== THE PROBLEM ==
Your reply should reproduce each line below exactly and carry none of the pictures.

== SUPPLIED INFORMATION ==
»»
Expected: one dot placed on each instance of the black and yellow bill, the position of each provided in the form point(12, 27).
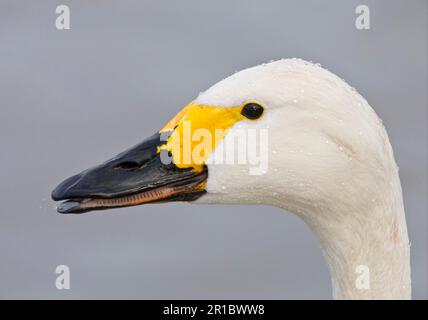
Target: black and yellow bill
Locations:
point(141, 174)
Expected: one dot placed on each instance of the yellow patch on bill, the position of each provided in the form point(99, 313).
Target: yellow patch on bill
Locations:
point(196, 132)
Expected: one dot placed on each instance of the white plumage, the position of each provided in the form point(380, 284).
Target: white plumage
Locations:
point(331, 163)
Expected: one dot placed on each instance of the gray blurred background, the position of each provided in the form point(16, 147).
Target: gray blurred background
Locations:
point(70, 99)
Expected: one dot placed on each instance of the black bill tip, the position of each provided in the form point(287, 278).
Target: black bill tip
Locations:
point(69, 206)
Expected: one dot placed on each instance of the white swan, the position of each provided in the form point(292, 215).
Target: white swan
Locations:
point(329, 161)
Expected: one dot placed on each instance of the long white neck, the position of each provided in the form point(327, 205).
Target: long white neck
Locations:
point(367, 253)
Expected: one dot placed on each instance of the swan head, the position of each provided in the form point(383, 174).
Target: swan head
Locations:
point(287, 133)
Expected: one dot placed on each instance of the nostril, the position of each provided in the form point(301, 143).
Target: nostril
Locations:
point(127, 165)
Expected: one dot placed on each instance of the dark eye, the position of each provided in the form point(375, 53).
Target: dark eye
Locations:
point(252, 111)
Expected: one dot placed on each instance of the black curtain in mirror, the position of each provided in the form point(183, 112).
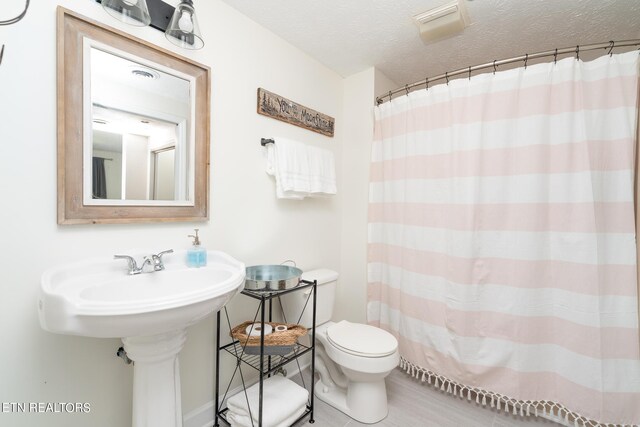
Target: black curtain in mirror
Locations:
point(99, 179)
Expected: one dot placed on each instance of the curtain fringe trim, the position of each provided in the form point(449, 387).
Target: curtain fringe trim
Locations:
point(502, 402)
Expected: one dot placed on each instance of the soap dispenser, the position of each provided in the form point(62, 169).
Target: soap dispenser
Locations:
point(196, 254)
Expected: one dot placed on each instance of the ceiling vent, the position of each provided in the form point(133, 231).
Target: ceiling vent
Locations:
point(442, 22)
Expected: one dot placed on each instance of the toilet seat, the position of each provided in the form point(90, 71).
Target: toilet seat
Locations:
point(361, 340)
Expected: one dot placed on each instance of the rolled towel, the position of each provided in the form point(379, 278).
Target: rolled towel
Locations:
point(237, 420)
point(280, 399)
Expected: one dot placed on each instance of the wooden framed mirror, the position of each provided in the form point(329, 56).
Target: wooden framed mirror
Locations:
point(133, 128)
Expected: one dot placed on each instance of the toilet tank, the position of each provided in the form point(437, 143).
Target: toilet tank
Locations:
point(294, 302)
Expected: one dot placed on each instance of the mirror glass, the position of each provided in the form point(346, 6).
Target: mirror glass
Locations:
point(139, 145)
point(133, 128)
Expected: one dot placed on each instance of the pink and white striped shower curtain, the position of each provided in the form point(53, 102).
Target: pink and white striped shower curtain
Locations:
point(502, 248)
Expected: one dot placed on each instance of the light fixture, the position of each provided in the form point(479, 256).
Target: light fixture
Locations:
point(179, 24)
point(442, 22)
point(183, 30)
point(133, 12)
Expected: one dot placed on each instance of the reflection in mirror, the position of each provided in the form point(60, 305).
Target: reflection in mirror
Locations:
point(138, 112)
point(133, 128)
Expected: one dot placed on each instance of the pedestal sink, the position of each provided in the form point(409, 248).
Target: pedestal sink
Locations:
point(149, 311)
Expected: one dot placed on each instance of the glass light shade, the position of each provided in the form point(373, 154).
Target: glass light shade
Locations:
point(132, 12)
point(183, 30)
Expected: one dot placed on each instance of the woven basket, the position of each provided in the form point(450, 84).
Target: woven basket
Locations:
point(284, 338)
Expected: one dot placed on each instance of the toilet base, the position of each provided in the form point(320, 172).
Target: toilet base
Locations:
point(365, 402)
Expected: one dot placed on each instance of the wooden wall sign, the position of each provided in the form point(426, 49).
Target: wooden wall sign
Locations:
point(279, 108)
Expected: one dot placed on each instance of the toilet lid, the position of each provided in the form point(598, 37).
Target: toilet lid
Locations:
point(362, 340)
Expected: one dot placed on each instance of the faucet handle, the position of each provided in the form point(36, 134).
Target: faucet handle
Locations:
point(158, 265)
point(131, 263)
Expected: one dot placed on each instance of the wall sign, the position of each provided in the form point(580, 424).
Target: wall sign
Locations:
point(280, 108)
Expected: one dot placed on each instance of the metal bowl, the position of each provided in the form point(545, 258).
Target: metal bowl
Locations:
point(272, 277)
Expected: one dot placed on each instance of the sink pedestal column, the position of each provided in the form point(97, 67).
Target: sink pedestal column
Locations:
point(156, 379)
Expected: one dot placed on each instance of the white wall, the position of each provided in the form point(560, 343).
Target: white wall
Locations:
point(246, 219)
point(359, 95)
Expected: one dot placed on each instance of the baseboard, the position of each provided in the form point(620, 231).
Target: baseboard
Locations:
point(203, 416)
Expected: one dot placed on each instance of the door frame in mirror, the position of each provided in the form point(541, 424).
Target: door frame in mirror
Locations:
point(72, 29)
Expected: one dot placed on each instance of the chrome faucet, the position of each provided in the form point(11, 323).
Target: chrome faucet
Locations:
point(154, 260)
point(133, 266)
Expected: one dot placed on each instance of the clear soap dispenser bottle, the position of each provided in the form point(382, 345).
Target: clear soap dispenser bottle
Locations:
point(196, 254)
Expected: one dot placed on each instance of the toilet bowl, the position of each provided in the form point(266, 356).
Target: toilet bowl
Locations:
««
== OUTPUT FOR THIS EXERCISE ==
Expected: one dot placed on each instance of the black and yellow bill, the position of each provided in the form point(12, 27).
Target: black and yellow bill
Locations:
point(141, 174)
Expected: one dot placed on each instance of the yellow patch on bill, the position of each provided in the form point(99, 313).
Target: yellow patch on bill
Locations:
point(196, 132)
Expected: one dot placed on each instance of the white plumage, the position of each provided in the form point(380, 284).
Target: white plumage
Locations:
point(331, 163)
Expected: one dot placed on each instance of the gray blurred background, the position of each provided in the form point(16, 147).
Target: gray blurred background
Locations:
point(70, 99)
Expected: one dot placed on each instance of the black bill tip, the position of each provided in the form point(287, 278).
Target: black bill tip
Locations:
point(69, 206)
Expected: one dot placed on each instance of the white swan, the position of each provided in the form point(292, 215).
Target: white swan
Locations:
point(329, 161)
Expected: one dot placed on each instance of the long white neck, the position of each provided in the form point(327, 205).
Target: long white neck
Locations:
point(367, 253)
Expected: one dot placed on each instance of the swan head, the position of each provided in the form point(383, 174).
Target: swan head
Locations:
point(287, 133)
Expected: one dot placed on each instance of the nostril, the position of each provided in the form point(301, 143).
Target: nostril
Locations:
point(127, 165)
Expected: one dot placed on each instance of the dark eye, the position of each provided in the form point(375, 53).
Target: dark eye
Locations:
point(252, 111)
Expected: one dot placed on each instance of the black curtain in mirror, the position of each provided in the form point(183, 112).
Target: black curtain in mirror
Locations:
point(99, 179)
Expected: one dot placed on each instance of the curtain fringe trim, the position of each provided in the form point(449, 387).
Target: curtain fringe trim
Locations:
point(502, 402)
Expected: one dot placed on each instance of the soap dispenser, the position of each provided in the form point(62, 169).
Target: soap dispenser
Locations:
point(196, 254)
Expected: one dot placed on each instance of the ceiling vent, the position of each provided in the form point(133, 231).
Target: ceiling vent
Locations:
point(442, 22)
Expected: one dot placed on each instance of the toilet seat, the position of each provided in the form point(90, 71).
Target: toilet seat
Locations:
point(361, 340)
Expected: one dot placed on each instance of the rolled towel, the position of each provided in the form point(379, 278).
Target: rolled towel
Locations:
point(237, 420)
point(280, 399)
Expected: one dot placed on each instance of the wooden framed mirror, the position of each provided in the form point(329, 56).
Target: wooden framed mirror
Locations:
point(133, 128)
Expected: one dot placed on each instance of the toilet tank, the position of each provided in the form point(437, 143).
Target: toilet tank
Locations:
point(294, 302)
Expected: one dot placed on each instance of the mirror glass, the position of each provided in the form point(346, 6).
Target: mirror glass
Locations:
point(139, 145)
point(133, 128)
Expected: one dot placed on each instance of the pink and white striped shower curtain, the position of each provided in the form point(53, 102).
Target: pink and white striped shower curtain
Locations:
point(502, 248)
Expected: one dot placed on each instance of the light fixture, the position of each provided in the form point(479, 256).
Target: light fixture
Locations:
point(179, 24)
point(442, 22)
point(183, 30)
point(133, 12)
Expected: one dot placed on each instance of the reflection in mirror, the position of each provided in the form point(60, 305).
Target: reflection in mirror
Locations:
point(138, 112)
point(133, 128)
Expected: one dot placed on each instance of the pedestal sink, the position of each provided in the form point(409, 248).
Target: pedestal sink
Locations:
point(149, 311)
Expected: one dot placed on each instance of the glass light shade, the position of each provided in the form point(373, 154).
Target: glass light shade
Locations:
point(132, 12)
point(183, 30)
Expected: one dot placed on each instance of the woven basket, the position of each provided in the form point(450, 84).
Target: woven basket
Locations:
point(284, 338)
Expected: one dot placed on each instance of the toilet base, the position of each provided in the form point(320, 172).
Target: toilet base
Locations:
point(365, 402)
Expected: one dot placed on each instance of the wooden wall sign, the position of each provided in the form point(426, 49).
Target: wooden wall sign
Locations:
point(279, 108)
Expected: one dot placed on each instance of the toilet lid, the position of each provided in the form point(598, 37).
Target: toilet lid
Locations:
point(362, 340)
Expected: one dot placed on each instance of the faucet handle, the position of each provided in the form point(36, 134).
Target: faucet handle
Locations:
point(158, 265)
point(131, 263)
Expected: one dot placed on each instance of the wall sign, the position of each provided in the form point(580, 424).
Target: wall sign
Locations:
point(280, 108)
Expected: one dot placed on each instance of the metal bowl, the position of each provided in the form point(545, 258).
Target: metal bowl
Locations:
point(272, 277)
Expected: one dot placed on each instance of the sink pedestal column, the position of each provided in the form point(97, 67).
Target: sink pedestal column
Locations:
point(156, 379)
Expected: one dot placed on each instance of the white wall, the position of each provided in the form point(560, 343).
Target: white wall
Locations:
point(246, 219)
point(359, 95)
Expected: one dot placed on each instance of the baseboard, the position of each provided in the form point(620, 231).
Target: baseboard
Locations:
point(203, 416)
Expected: one dot placed on each instance of the door frame in mirror, the position of each provided in the form point(541, 424).
Target: door frame in mirror
Locations:
point(72, 29)
Expected: one dot placed on each instance of the chrome faucet, the position of each provided in the form point(11, 323).
Target: chrome faucet
Locations:
point(154, 260)
point(133, 266)
Expected: one dot placed on each instance of the clear soap dispenser bottle, the position of each provided in the form point(382, 345).
Target: clear soap dispenser bottle
Locations:
point(196, 254)
Expected: one dot placed on each instance of the toilet bowl, the position of each provided in the form point(266, 356).
Target: toilet bowl
Locations:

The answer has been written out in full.